What the task requires ▸ Please take the lines from the one holding "Locate any mountain" through the one holding "An agriculture drone captured the photo above. Locate any dark" in the data below and copy them exactly.

Raw data ▸
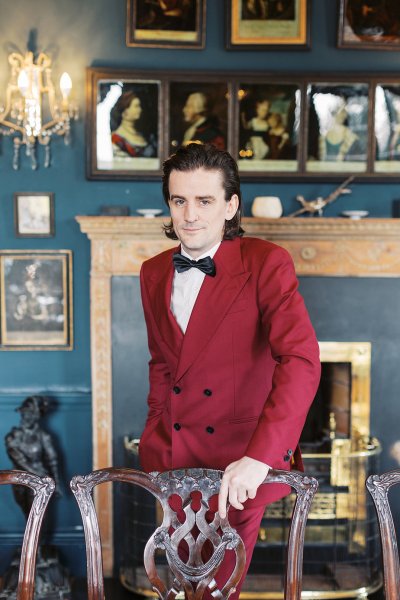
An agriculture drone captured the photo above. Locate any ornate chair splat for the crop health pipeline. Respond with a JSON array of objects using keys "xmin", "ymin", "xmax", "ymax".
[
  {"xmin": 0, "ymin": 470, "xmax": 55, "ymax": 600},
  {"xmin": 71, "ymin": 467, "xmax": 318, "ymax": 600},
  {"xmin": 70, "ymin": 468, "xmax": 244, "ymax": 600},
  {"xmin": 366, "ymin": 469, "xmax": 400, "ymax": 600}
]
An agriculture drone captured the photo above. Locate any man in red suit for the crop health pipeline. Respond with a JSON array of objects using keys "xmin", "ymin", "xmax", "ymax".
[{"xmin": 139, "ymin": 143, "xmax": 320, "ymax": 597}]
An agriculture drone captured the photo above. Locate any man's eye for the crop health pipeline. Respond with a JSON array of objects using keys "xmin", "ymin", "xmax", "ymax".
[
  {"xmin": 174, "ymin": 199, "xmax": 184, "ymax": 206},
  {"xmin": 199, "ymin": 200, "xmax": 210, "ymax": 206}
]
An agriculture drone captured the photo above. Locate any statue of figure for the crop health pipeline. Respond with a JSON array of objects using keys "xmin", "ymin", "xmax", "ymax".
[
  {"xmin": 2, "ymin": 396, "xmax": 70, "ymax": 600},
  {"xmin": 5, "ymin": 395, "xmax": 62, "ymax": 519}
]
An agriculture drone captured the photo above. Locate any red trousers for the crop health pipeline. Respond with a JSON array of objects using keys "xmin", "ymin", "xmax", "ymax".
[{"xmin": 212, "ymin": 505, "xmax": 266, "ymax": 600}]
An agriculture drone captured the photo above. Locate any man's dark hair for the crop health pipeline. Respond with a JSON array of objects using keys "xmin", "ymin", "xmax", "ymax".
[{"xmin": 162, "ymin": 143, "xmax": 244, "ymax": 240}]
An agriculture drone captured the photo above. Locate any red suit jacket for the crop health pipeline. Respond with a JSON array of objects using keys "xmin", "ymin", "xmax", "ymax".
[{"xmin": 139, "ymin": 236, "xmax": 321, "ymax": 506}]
==
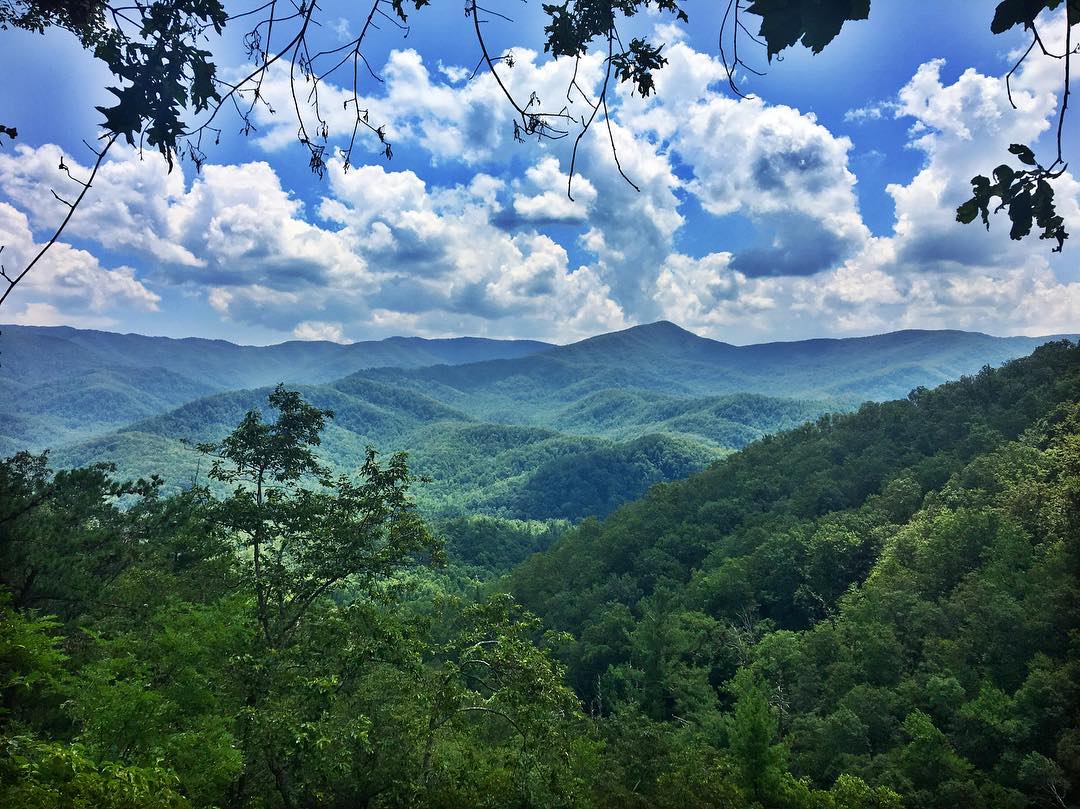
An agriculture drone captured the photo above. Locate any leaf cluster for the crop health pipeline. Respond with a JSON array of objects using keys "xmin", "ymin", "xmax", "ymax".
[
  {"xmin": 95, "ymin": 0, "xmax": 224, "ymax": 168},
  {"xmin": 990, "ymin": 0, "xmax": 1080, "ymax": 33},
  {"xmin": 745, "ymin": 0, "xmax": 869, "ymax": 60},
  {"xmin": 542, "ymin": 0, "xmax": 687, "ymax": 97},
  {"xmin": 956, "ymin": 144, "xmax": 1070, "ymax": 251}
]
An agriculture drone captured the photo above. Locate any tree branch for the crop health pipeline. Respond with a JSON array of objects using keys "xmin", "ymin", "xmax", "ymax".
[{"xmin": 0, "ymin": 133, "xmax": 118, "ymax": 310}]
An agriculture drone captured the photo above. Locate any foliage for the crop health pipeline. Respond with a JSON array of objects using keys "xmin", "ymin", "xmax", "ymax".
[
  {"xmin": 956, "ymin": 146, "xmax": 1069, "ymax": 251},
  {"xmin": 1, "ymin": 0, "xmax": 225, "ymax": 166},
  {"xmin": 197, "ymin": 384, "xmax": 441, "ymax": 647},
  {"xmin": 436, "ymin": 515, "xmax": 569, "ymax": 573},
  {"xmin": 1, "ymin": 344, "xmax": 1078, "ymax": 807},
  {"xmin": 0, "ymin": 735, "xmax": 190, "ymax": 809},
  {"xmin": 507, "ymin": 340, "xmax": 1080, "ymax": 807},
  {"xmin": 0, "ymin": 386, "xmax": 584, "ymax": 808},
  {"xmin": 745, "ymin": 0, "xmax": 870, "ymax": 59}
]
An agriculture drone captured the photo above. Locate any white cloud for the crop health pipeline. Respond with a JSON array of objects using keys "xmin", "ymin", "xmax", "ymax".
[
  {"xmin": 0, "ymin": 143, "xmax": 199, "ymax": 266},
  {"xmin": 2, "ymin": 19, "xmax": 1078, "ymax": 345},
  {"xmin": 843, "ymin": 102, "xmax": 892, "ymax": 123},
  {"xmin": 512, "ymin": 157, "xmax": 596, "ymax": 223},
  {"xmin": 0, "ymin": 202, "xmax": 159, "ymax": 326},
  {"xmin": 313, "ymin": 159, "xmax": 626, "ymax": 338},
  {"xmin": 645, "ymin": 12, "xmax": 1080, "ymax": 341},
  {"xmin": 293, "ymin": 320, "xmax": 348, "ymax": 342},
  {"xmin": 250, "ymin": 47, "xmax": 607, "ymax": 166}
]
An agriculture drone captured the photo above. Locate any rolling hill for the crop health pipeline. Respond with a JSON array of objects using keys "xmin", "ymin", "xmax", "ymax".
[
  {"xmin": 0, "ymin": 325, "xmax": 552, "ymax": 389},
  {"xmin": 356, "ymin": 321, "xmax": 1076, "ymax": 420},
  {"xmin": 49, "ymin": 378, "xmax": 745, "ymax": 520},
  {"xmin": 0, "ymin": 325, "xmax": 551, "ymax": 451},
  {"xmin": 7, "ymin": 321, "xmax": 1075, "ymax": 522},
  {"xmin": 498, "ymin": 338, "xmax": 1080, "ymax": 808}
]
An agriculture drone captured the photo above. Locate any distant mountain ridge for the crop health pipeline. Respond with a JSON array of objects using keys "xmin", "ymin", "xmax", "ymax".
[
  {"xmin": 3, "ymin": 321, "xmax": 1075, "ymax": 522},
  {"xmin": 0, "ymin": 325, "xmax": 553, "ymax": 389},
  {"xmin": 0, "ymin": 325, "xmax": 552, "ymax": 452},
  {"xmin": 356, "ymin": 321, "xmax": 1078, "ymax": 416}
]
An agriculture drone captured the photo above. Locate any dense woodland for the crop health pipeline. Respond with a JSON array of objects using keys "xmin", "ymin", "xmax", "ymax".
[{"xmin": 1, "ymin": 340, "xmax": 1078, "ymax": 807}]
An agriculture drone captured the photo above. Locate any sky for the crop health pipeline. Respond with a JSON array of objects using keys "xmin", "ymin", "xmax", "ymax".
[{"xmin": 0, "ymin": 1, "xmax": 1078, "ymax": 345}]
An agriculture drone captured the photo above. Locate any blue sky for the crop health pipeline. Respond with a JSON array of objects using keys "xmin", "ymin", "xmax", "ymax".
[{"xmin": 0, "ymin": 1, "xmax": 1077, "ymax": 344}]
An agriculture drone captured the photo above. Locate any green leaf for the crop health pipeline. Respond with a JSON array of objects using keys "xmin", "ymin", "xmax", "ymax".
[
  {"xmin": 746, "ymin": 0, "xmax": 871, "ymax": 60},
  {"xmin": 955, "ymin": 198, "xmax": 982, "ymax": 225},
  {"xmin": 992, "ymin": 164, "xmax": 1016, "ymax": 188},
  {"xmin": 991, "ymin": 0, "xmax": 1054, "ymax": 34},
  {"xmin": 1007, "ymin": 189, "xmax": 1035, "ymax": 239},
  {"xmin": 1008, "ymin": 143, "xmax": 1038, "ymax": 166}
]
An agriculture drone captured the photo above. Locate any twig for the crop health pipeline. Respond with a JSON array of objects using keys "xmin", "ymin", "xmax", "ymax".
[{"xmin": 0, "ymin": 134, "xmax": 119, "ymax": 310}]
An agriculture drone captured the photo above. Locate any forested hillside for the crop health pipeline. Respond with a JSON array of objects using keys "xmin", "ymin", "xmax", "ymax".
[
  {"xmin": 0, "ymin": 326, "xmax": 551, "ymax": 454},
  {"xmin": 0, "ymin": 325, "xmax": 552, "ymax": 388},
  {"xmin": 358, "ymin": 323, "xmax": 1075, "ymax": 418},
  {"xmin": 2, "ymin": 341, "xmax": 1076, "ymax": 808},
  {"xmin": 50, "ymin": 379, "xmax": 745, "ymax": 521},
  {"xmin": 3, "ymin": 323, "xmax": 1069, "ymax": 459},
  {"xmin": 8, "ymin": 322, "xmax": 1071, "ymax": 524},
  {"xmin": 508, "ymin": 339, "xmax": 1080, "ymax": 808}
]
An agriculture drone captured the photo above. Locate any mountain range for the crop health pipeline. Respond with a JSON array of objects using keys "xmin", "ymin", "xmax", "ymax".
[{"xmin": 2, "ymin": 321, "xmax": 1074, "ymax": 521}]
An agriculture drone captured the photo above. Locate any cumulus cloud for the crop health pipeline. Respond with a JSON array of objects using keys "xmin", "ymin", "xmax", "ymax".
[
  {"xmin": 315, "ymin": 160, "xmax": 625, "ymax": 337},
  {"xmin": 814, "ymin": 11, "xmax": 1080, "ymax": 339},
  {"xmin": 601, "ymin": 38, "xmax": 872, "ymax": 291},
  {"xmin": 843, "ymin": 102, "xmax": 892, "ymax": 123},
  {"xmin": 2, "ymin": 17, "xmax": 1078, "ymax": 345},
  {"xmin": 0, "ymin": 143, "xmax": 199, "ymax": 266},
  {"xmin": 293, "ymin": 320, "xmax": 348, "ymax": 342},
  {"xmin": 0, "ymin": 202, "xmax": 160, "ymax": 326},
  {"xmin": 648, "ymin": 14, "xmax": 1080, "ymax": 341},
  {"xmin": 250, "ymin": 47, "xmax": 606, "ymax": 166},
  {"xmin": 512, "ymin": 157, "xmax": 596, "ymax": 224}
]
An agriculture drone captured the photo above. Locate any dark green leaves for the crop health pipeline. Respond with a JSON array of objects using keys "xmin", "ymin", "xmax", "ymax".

Expected output ▸
An agriculture drone captured the photo above. Locate any mountain range for the crop health pipeline. Respond with a JSON array of objects using keys "xmin", "ymin", "xmax", "ymax".
[{"xmin": 2, "ymin": 321, "xmax": 1074, "ymax": 521}]
An agriculture drone captured the photo above. Locate any cumulus cloud for the crop health pipeline. Respond with a JSON array of objects using keys "xmin", "ymin", "xmax", "ymax".
[
  {"xmin": 315, "ymin": 160, "xmax": 625, "ymax": 337},
  {"xmin": 814, "ymin": 11, "xmax": 1080, "ymax": 339},
  {"xmin": 601, "ymin": 38, "xmax": 872, "ymax": 291},
  {"xmin": 843, "ymin": 102, "xmax": 892, "ymax": 123},
  {"xmin": 2, "ymin": 17, "xmax": 1078, "ymax": 345},
  {"xmin": 0, "ymin": 143, "xmax": 199, "ymax": 266},
  {"xmin": 293, "ymin": 320, "xmax": 348, "ymax": 342},
  {"xmin": 0, "ymin": 202, "xmax": 160, "ymax": 326},
  {"xmin": 648, "ymin": 14, "xmax": 1080, "ymax": 341},
  {"xmin": 250, "ymin": 47, "xmax": 606, "ymax": 166},
  {"xmin": 512, "ymin": 157, "xmax": 596, "ymax": 224}
]
An agriculture drone captured the photo above. Locate any dark green leaves for the crop health pipeline. Respond with a JSON array of objects using keys "xmin", "ymin", "xmax", "ymax".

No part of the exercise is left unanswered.